** Start of Text block **

Concurrent HashMap
We are already using Rust at this point, so can we just take a popular Rust package that implements it? Of course, I'm going to use dashmap
. Internally it locks individual buckets (or shards if you prefer) when we access certain parts of the hashmap.
use std::ffi::c_ulong;
struct ConcurrentHashMap {
map: dashmap::DashMap<c_ulong, c_ulong>,
}
impl ConcurrentHashMap {
// Exposed as `ConcurrentHashMap.new` in Ruby
fn new() -> Self {
Self {
map: dashmap::DashMap::new(),
}
}
// Exposed as `ConcurrentHashMap#get` in Ruby
fn get(&self, key: c_ulong) -> Option<c_ulong> {
self.map.get(&key).map(|v| *v)
}
// Exposed as `ConcurrentHashMap#set` in Ruby
fn set(&self, key: c_ulong, value: c_ulong) {
self.map.insert(key, value);
}
// Exposed as `ConcurrentHashMap#clear` in Ruby
fn clear(&self) {
self.map.clear()
}
// Exposed as `ConcurrentHashMap#fetch_and_modify` in Ruby
fn fetch_and_modify(&self, key: c_ulong, f: extern "C" fn(c_ulong) -> c_ulong) {
self.map.alter(&key, |_, v| f(v));
}
// Callback for marking an object
// Exposed as `concurrent_hash_map_mark` in C
fn mark(&self, f: extern "C" fn(c_ulong)) {
for pair in self.map.iter() {
f(*pair.key());
f(*pair.value());
}
}
}
mark
function is used as .dmark
field in our native type configuration:
void rb_concurrent_hash_map_mark(void *ptr) {
concurrent_hash_map_t *hashmap = ptr;
concurrent_hash_map_mark(hashmap, rb_gc_mark);
}
const rb_data_type_t concurrent_hash_map_data = {
.function = {
.dmark = rb_concurrent_hash_map_mark,
// ...
},
// ...
};
The trick for fetch_and_modify
is to pass rb_yield
function that calls block of the current scope with a given value and returns whatever the block returns:
VALUE rb_concurrent_hash_map_fetch_and_modify(VALUE self, VALUE key) {
rb_need_block();
concurrent_hash_map_t *hashmap;
TypedData_Get_Struct(self, concurrent_hash_map_t, &concurrent_hash_map_data, hashmap);
concurrent_hash_map_fetch_and_modify(hashmap, key, rb_yield);
return Qnil;
}
Then we can add a few helper functions in Ruby:
class CAtomics::ConcurrentHashMap
def self.with_keys(known_keys)
map = new
known_keys.each { |key| map.set(key, 0) }
map
end
def increment_random_value(known_keys)
fetch_and_modify(known_keys.sample) { |v| v + 1 }
end
def sum(known_keys)
known_keys.map { |k| get(k) }.sum
end
end
It's definitely not the best interface, but it works for testing.
KEYS = 1.upto(5).map { |i| "key-#{i}" }
# => ["key-1", "key-2", "key-3", "key-4", "key-5"]
Ractor.make_shareable(KEYS)

** End of Text block **
** Start of Supplied material **

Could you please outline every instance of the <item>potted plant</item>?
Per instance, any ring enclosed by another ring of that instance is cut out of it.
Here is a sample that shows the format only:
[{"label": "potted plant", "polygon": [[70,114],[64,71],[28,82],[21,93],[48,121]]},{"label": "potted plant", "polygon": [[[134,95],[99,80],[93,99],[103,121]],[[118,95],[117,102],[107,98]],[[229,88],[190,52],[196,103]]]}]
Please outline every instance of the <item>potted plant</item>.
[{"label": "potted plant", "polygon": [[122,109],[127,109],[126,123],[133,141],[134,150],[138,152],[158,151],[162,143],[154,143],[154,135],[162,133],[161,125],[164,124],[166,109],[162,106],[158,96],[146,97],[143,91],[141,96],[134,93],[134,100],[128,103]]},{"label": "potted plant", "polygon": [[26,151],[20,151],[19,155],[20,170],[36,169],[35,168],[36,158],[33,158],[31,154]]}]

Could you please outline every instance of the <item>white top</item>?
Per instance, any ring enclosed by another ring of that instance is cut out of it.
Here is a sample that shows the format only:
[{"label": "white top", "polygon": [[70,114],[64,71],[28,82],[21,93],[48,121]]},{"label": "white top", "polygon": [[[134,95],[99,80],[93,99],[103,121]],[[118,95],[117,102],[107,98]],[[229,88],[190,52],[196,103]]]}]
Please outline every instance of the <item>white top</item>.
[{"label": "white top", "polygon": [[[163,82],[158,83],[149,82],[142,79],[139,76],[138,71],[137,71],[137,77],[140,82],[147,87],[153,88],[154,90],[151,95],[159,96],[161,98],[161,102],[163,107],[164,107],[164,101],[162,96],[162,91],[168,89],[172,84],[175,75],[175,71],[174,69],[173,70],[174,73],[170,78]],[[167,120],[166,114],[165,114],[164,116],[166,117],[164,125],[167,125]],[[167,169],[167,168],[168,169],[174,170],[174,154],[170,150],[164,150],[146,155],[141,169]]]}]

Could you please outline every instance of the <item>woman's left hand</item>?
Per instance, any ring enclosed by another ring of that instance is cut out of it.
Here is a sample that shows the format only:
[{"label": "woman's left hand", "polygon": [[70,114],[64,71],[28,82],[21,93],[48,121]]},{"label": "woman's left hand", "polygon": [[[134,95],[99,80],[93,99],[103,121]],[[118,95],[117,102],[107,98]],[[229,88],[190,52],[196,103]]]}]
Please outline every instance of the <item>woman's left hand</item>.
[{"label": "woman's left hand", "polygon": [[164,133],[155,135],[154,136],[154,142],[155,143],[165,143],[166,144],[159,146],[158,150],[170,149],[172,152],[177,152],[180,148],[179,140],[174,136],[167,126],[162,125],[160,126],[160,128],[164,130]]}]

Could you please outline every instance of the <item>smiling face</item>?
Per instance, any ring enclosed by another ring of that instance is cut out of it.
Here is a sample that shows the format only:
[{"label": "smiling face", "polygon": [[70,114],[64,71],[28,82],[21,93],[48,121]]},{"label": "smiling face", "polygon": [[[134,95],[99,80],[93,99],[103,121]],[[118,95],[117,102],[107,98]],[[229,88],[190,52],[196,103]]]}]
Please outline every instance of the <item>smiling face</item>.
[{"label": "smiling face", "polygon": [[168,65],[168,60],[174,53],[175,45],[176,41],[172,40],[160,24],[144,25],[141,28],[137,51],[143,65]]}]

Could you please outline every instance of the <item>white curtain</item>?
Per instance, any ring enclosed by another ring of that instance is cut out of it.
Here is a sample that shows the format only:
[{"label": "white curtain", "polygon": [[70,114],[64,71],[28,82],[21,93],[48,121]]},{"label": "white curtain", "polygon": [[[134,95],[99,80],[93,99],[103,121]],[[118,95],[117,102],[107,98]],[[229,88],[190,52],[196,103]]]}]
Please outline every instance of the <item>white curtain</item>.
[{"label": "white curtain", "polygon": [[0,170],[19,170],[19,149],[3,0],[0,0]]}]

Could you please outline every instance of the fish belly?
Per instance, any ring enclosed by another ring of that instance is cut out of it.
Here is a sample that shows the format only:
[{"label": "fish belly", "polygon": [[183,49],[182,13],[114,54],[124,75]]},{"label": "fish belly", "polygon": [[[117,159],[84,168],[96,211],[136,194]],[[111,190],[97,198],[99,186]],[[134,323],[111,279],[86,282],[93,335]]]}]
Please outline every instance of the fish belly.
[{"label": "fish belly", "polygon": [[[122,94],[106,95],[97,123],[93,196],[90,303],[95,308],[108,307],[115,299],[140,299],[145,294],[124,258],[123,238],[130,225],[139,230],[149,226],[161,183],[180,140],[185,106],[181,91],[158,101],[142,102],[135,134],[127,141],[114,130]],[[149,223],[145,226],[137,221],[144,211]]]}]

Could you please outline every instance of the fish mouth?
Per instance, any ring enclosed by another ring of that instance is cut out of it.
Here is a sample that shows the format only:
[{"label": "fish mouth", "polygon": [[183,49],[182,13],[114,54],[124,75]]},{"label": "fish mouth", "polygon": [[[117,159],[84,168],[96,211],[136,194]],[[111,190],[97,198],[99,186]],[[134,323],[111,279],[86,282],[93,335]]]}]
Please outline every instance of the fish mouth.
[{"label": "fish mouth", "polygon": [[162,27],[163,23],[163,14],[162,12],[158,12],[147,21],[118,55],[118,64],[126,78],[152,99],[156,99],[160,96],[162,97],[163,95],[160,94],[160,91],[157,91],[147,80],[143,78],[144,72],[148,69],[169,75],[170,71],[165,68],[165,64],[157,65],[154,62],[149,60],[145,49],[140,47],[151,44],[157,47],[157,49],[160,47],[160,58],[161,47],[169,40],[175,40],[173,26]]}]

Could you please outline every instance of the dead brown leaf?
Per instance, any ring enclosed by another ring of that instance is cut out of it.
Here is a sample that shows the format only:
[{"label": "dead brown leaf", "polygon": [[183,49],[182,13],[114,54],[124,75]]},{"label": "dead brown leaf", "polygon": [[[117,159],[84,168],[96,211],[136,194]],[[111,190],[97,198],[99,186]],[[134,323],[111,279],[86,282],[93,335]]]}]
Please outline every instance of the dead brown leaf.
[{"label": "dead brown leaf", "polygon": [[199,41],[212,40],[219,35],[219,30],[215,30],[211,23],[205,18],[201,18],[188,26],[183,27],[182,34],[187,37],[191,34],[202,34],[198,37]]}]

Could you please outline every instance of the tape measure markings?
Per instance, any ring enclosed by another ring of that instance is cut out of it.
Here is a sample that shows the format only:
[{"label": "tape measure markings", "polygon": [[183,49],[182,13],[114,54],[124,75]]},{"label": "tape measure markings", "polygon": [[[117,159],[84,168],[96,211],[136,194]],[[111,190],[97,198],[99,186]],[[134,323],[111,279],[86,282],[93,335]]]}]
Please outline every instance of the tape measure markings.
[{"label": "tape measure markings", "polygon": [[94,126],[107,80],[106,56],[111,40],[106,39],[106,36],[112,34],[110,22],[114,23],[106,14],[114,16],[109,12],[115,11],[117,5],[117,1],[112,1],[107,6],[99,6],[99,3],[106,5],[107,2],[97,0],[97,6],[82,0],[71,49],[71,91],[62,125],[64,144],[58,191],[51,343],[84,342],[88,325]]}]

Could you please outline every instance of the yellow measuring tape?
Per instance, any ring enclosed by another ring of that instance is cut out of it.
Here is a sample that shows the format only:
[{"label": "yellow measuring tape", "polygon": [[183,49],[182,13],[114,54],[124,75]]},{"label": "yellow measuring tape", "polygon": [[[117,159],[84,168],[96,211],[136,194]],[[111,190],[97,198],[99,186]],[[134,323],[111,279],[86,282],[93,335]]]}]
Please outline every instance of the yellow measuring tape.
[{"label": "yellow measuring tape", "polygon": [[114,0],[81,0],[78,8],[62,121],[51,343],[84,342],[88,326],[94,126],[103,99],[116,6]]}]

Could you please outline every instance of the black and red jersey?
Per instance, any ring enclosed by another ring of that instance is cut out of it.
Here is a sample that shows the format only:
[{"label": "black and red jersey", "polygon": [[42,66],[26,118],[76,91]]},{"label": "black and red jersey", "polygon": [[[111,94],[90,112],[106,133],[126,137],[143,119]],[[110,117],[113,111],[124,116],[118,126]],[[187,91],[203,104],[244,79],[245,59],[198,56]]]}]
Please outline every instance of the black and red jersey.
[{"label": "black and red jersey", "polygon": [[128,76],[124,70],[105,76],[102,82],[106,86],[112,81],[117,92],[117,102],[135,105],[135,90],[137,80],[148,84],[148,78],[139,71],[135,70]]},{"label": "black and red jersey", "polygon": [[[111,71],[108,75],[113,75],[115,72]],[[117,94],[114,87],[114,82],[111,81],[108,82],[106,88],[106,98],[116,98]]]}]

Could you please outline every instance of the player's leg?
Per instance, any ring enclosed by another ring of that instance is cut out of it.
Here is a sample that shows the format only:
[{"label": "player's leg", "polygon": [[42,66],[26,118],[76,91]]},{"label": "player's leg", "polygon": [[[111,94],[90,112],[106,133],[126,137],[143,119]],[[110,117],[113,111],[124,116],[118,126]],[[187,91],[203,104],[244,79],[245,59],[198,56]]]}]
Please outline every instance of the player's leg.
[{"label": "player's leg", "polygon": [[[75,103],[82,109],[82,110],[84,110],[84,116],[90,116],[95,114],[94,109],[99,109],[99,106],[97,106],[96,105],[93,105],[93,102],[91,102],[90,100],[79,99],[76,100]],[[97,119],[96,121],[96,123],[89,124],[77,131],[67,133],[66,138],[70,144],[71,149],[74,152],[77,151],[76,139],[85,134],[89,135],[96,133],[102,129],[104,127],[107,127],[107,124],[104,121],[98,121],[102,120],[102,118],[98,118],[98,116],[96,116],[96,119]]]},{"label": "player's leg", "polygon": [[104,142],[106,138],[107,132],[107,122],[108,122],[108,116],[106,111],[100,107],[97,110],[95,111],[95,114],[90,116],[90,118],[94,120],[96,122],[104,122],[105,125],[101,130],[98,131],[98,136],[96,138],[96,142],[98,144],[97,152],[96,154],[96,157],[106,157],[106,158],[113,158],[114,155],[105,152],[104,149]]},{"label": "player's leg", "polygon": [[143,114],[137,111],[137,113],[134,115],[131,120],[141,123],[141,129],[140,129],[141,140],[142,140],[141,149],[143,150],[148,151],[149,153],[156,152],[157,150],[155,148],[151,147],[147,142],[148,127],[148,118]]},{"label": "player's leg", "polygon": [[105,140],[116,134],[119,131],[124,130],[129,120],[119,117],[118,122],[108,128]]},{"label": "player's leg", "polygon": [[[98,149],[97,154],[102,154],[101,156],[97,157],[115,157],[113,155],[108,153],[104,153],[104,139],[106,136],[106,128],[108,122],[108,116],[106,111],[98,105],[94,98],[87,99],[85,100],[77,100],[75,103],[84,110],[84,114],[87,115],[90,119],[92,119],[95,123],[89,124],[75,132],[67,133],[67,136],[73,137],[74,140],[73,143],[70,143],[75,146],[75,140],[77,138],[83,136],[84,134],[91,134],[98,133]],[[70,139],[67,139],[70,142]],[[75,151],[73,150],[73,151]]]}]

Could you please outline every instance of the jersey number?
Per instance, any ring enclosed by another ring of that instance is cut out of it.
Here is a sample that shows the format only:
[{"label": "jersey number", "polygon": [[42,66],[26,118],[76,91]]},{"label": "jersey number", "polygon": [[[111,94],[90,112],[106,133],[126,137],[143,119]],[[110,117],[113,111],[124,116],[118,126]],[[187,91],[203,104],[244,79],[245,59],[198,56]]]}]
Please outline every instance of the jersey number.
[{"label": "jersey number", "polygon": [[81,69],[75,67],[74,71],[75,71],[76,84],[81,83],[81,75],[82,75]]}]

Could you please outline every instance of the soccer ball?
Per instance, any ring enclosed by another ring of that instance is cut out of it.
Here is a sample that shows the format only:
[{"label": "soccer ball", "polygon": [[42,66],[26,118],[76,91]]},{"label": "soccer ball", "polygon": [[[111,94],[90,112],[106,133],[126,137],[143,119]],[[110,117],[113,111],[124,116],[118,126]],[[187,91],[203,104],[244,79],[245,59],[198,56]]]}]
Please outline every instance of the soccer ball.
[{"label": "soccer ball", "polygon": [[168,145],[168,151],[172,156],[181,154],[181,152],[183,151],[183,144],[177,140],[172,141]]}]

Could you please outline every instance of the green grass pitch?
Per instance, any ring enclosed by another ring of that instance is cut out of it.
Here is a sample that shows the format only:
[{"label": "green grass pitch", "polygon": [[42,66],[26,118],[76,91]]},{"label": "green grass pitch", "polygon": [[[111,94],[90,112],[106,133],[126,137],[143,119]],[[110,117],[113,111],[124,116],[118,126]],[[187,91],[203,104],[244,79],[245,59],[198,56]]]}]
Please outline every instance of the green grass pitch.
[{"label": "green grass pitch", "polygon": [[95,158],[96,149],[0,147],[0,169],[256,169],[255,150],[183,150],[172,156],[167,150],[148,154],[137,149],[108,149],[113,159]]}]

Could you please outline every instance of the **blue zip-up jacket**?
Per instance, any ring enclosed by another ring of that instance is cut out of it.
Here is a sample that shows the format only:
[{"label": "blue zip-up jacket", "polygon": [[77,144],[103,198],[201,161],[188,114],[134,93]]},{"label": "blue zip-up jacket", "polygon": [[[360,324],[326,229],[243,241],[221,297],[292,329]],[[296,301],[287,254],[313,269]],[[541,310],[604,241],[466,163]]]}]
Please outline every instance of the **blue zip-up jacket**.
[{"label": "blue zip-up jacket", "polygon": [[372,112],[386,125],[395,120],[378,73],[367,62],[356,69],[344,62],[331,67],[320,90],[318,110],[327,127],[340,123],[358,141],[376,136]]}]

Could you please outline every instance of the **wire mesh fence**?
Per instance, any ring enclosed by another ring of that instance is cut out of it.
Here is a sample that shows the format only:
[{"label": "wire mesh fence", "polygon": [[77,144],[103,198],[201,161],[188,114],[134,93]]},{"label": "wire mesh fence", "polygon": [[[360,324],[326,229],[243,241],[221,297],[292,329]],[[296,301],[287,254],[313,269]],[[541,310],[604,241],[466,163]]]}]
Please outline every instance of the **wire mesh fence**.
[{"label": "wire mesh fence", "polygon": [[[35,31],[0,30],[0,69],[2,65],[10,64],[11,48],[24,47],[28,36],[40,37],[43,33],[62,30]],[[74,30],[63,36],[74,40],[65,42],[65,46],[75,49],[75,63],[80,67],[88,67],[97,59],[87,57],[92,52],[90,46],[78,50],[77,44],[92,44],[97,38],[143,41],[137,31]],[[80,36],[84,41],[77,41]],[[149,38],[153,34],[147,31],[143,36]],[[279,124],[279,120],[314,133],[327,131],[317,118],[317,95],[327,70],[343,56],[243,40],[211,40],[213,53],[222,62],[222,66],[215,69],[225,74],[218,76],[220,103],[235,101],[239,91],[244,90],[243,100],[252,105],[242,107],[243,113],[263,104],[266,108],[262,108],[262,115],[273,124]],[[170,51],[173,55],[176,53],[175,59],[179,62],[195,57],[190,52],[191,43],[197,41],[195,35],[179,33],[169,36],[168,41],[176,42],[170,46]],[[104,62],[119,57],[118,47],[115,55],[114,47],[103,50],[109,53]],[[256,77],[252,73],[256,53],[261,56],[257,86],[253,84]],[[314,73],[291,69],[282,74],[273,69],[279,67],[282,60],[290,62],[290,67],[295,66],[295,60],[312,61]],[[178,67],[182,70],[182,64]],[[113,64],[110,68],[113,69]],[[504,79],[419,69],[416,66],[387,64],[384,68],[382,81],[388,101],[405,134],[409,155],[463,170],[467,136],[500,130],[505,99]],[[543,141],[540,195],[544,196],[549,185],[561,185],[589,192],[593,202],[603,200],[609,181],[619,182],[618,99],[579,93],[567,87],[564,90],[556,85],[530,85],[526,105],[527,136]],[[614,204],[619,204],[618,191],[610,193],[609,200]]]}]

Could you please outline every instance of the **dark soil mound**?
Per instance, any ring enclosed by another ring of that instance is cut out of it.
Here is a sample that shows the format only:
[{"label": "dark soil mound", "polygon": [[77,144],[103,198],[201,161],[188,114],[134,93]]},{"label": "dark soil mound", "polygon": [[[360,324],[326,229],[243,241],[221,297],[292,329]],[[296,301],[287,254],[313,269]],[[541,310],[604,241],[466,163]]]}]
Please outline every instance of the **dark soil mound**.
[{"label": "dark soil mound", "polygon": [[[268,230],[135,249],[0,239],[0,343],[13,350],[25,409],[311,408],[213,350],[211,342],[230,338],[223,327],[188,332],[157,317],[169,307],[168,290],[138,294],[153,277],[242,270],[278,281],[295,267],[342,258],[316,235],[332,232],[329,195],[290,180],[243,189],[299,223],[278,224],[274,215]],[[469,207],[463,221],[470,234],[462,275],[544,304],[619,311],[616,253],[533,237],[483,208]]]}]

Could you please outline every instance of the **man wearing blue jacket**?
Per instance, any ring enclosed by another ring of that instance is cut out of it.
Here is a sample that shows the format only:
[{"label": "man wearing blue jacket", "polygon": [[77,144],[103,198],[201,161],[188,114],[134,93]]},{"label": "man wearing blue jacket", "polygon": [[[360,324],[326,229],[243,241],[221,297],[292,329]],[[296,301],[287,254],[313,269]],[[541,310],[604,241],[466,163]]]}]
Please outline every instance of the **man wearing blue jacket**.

** End of Supplied material **

Description of the task: Please write the next part of the concurrent hashmap text, picking up right after its final line. These entries were taken from a different source.

Exercise output:
MAP = CAtomics::ConcurrentHashMap.with_keys(KEYS)
ractors = 5.times.map do
Ractor.new do
1_000.times { MAP.increment(KEYS.sample) }
Ractor.yield :completed
end
end
p ractors.map(&:take)
# => [:completed, :completed, :completed, :completed, :completed]
MAP.sum(KEYS)
# => 5000
Wait, why do the values increment correctly? Shouldn't the values inside the hashmap be atomic as well? No, this is actually fine, the code is correct. DashMap
locks individual parts of our hashmap every time we call fetch_and_modify
and so no threads can update the same key/value pair in parallel.
There are two problems with our API though
it's unsafe
anyone can get a reference to any object from .get
or keep what they pass to .set
for future use. I see no solutions other than keeping it private with a HUGE note saying "this is actually internal, WE know how to use it, you don't" or simply not introducing such API at all.
does it work with non-static Ruby values?
I think it doesn't respect Ruby's .hash
and .eql?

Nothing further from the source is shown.